─── TASK INPUTS ───
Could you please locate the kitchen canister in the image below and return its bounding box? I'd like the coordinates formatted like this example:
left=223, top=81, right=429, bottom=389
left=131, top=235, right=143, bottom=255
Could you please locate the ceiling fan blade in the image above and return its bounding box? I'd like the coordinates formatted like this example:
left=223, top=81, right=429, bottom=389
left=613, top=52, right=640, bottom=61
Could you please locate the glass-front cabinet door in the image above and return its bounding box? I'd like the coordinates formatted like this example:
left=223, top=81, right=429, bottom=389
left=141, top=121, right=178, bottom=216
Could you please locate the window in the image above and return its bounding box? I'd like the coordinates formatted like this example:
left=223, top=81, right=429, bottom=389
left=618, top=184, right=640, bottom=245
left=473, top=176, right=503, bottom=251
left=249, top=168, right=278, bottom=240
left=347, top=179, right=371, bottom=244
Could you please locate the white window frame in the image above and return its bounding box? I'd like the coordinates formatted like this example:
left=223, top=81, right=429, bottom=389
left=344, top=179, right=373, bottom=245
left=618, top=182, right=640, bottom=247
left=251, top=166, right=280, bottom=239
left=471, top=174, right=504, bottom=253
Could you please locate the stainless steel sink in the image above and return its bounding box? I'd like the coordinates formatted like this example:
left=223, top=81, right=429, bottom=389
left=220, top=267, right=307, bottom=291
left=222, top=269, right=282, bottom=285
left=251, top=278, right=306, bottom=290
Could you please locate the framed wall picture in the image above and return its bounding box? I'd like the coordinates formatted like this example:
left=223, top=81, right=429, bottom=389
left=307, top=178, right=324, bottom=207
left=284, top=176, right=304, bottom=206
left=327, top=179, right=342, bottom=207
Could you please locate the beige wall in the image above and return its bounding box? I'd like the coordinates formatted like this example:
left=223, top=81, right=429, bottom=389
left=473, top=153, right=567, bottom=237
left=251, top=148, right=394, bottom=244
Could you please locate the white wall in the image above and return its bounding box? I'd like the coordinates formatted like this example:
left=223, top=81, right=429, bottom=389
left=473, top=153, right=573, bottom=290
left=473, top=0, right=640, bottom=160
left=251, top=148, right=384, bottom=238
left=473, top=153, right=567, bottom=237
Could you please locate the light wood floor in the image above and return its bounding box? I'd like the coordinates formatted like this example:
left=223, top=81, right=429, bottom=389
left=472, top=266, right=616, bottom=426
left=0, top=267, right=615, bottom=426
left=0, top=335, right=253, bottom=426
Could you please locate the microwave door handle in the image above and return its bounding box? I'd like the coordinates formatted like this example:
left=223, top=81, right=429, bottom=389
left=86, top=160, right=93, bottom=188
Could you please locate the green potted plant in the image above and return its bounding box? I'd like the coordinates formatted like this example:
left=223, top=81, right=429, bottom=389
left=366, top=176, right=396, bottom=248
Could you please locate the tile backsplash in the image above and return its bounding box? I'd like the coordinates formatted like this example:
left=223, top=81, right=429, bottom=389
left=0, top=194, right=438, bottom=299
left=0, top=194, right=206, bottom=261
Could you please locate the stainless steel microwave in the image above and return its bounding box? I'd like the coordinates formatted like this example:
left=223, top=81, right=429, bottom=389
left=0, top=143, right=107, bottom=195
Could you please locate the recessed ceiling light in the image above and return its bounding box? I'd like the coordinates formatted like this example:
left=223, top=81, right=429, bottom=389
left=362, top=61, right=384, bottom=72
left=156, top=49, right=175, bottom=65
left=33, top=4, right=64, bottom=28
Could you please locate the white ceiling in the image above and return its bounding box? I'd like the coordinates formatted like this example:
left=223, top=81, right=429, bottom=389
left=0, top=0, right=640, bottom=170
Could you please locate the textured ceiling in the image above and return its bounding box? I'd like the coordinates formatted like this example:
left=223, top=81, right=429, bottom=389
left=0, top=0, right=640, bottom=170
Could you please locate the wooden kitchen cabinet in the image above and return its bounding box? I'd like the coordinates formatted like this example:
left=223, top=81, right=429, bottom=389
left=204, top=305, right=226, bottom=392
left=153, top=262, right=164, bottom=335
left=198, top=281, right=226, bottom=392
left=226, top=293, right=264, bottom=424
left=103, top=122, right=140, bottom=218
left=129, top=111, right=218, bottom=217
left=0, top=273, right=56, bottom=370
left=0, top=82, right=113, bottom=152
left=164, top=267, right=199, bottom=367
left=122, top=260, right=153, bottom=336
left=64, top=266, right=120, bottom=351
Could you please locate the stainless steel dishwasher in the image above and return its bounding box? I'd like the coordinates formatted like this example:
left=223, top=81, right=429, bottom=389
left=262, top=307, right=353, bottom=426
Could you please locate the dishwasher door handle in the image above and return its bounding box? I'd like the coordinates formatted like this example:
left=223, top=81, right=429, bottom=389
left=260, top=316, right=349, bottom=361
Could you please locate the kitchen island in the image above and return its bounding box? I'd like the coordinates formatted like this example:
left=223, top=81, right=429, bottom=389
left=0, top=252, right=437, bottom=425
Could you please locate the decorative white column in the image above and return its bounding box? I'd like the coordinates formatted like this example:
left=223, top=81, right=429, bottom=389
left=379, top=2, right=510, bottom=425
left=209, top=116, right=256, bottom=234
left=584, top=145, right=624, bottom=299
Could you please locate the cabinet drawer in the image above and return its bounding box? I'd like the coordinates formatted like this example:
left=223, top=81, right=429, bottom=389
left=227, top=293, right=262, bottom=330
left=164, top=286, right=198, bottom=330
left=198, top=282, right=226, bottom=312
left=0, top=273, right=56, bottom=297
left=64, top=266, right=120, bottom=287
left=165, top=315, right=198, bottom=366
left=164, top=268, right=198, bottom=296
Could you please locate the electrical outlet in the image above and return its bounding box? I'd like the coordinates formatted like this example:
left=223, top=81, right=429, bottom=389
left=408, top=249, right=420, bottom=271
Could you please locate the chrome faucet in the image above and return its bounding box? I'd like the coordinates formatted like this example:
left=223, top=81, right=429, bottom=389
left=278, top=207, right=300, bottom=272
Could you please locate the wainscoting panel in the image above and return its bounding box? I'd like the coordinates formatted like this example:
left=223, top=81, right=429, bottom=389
───
EXERCISE PROMPT :: Write out the data above word for word, from its first line through the line that holds "left=347, top=179, right=371, bottom=244", including both.

COMPLETED TASK ::
Could you please locate the kitchen canister in the image below and return its bounding box? I'd like the coordinates formatted like this example:
left=223, top=81, right=429, bottom=389
left=131, top=235, right=143, bottom=255
Could you please locate the ceiling fan blade in the image above and return its bounding box? I'd like the coordinates formatted like this example:
left=223, top=81, right=429, bottom=389
left=613, top=52, right=640, bottom=61
Could you please locate the glass-front cabinet door in the image above and return its bounding box? I'd like the coordinates formatted like this example:
left=223, top=81, right=429, bottom=389
left=141, top=121, right=178, bottom=216
Could you please locate the window in the image above and return its bounding box? I'd like the coordinates formatted like this example:
left=223, top=81, right=429, bottom=389
left=618, top=184, right=640, bottom=245
left=473, top=176, right=503, bottom=251
left=249, top=168, right=278, bottom=240
left=347, top=179, right=371, bottom=244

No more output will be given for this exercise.